_Task goal:_ Pick up the guide to family names for girls after its last line and carry it forward.

_Source extract:_
>> BEGIN

Family Names for Girls

  1. Alice
    • Origin:

      German
    • Meaning:

      "noble"
    • Description:

      Alice is a classic literary name that's both strong and sweet, ranking in the US Top 100 and popular throughout the western world. Alice is derived from the Old French name Aalis, a diminutive of Adelais that itself came from the Germanic name Adalhaidis, which is composed of the Proto-Germanic elements aþala, meaning "noble," and haidu, "kind, appearance, type."
  2. Alison
    • Origin:

      Norman French, diminutive of Alice
    • Meaning:

      "noble"
    • Description:

      Alison has been long popular in Scotland and widely used here since the fifties. This more feminine medieval elaboration of Alice had long surpassed the original in popularity, but now sounds a tad dated in the U.S., with Alice having leapfrogged back over Alison, Allison, Alicia and other variations.
  3. Catherine
    • Origin:

      Greek
    • Meaning:

      "pure"

>> END

_Information provided:_
>> BEGIN

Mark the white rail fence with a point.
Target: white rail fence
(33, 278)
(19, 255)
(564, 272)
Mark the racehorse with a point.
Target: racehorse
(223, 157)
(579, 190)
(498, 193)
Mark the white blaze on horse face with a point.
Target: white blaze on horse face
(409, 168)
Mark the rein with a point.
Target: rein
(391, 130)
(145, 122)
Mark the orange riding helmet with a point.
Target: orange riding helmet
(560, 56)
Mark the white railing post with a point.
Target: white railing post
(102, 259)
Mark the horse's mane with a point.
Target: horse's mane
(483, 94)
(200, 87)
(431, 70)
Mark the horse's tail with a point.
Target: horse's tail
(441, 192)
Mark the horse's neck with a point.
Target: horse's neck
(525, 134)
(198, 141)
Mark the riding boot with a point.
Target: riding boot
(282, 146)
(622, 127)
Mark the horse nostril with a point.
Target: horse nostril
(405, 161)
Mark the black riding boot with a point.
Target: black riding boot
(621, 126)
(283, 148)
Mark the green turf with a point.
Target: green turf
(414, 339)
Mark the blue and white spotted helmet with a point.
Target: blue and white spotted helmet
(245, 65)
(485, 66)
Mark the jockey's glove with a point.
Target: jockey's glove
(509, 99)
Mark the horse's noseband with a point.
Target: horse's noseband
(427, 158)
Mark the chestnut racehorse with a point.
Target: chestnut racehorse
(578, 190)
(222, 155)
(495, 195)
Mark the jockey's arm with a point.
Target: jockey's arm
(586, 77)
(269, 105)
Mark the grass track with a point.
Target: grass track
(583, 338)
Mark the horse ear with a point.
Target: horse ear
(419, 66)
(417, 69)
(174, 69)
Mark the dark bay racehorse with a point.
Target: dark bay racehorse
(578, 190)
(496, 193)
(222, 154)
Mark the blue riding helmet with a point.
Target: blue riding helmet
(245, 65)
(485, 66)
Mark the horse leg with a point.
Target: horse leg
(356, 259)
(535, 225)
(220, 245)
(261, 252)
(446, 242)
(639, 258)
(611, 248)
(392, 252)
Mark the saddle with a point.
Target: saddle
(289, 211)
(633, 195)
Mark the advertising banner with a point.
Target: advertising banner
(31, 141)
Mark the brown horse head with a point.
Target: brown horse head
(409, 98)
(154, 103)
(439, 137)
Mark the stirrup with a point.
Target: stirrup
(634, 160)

>> END

_Answer to this problem:_
    • Description:

      Catherine is one of the oldest and most consistently well-used girls’ names, with endless variations and nicknames. The Catherine form feels more gently old-fashioned and feminine than the more popular K versions. Most stylish nickname for Catherine right now: Kate...or Cate, a la Blanchett.
  4. Elizabeth
    • Origin:

      Hebrew
    • Meaning:

      "pledged to God"
    • Description:

      Elizabeth is one of the most popular girls' names of all time, the female equivalent of James or William. Yet Elizabeth has so much going for it—rich history, broad appeal, and timeless style—that no matter how many little girls are named Lizzie, Eliza, and Beth, you can still make Elizabeth your own.
  5. Florence
    • Origin:

      Latin
    • Meaning:

      "flourishing, prosperous"
    • Description:

      Florence is back, returning to the US Top 1000 girl names in 2017 after a nearly 40 year absence. Other English-speaking countries have been quicker to welcome Florence back into fashion.
  6. Frances
    • Origin:

      English from Latin
    • Meaning:

      "from France; free man"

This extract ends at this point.